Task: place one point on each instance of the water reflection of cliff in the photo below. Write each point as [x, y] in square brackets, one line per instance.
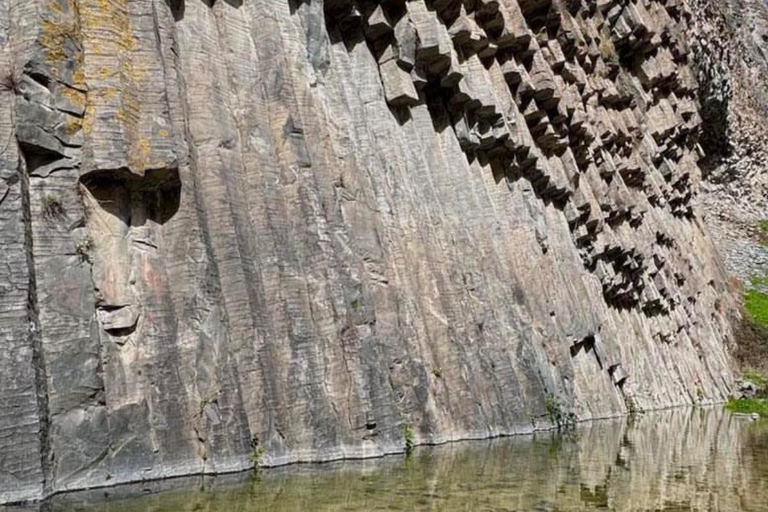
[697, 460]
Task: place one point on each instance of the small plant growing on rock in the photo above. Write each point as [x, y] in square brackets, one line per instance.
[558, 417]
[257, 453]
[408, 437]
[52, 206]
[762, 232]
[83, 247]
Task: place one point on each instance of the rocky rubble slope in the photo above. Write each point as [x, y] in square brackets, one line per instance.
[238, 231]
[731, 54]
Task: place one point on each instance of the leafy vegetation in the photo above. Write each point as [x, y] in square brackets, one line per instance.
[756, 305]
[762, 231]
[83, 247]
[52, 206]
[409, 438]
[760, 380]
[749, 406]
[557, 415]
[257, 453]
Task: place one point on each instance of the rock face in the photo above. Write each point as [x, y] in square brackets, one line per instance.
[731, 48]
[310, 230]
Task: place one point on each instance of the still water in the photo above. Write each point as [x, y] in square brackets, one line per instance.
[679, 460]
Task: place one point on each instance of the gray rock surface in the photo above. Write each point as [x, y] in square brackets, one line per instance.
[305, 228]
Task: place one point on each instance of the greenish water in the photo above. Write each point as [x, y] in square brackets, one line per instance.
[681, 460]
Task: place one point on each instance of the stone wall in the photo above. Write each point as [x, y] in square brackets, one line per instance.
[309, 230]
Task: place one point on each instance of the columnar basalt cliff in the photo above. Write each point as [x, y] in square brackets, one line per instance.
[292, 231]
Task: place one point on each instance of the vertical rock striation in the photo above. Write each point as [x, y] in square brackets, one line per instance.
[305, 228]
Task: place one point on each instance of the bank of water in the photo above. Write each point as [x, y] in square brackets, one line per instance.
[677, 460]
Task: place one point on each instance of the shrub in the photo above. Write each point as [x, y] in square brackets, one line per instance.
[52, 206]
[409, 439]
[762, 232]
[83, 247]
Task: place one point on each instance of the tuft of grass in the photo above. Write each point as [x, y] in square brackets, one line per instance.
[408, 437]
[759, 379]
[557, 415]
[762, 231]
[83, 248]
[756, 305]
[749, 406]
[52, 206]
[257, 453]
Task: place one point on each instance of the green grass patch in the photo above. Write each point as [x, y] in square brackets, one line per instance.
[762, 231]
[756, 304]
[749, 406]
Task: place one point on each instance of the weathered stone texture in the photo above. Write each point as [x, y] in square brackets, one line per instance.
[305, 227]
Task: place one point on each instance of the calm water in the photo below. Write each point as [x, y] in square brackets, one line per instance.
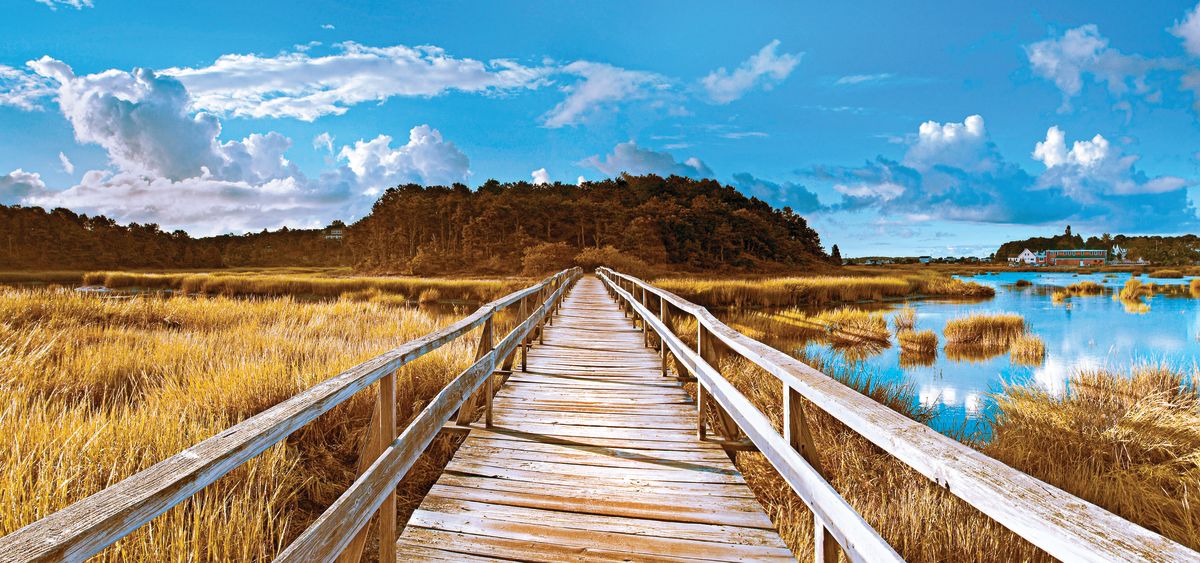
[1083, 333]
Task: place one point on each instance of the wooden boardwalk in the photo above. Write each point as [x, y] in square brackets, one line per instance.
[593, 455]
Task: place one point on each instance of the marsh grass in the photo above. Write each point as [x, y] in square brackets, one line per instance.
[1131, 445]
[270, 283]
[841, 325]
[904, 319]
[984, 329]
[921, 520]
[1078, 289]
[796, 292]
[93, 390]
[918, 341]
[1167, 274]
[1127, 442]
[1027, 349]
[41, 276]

● ● ● ● ● ● ●

- Task statement -
Rewrite the items from the line with "Task: place one point on each instance of the stone" to the line with "[1083, 333]", replacing "photo" with "image" and keeping everything else unchanged. Leave the pictures out of your answer.

- Right answer -
Task: place one point on each instance of the stone wall in the image above. Write each point as [x, y] in square brackets, one line per instance.
[309, 230]
Task: place one point on each instance of the columnar basalt cliff in the image above. Write each point as [x, y] in square brackets, one line per instance.
[292, 231]
Task: place one point on each instance of the vertical rock striation in the image above. Write each point as [x, y] in square brackets, one line per instance.
[305, 228]
Task: place one point on each instance of the bank of water in the image above. Write each point as [x, y] in square brackets, one line per instance.
[677, 460]
Task: place one point on each instance of the shrub in the image above. Write each point as [x, y] in square brackets, one line per instance.
[52, 206]
[409, 439]
[762, 232]
[83, 247]
Task: place one point on each instance of the tuft of grass in the image above. Write each point as [x, y] in square brackets, one line per instance.
[408, 437]
[759, 379]
[557, 415]
[762, 231]
[83, 248]
[756, 305]
[749, 406]
[52, 206]
[257, 453]
Task: place one point on each instance of the green grass patch in the image above. Write each point as [x, y] in square brackets, one line per instance.
[762, 231]
[756, 304]
[749, 406]
Task: place one point on each instance of the weathered stone texture in the image above. Write each point as [x, y] in square brackets, one line per instance.
[305, 227]
Task: place one point on each instance of the calm water in the image below. Write each point as [x, y] in square brackets, one line per instance.
[1083, 333]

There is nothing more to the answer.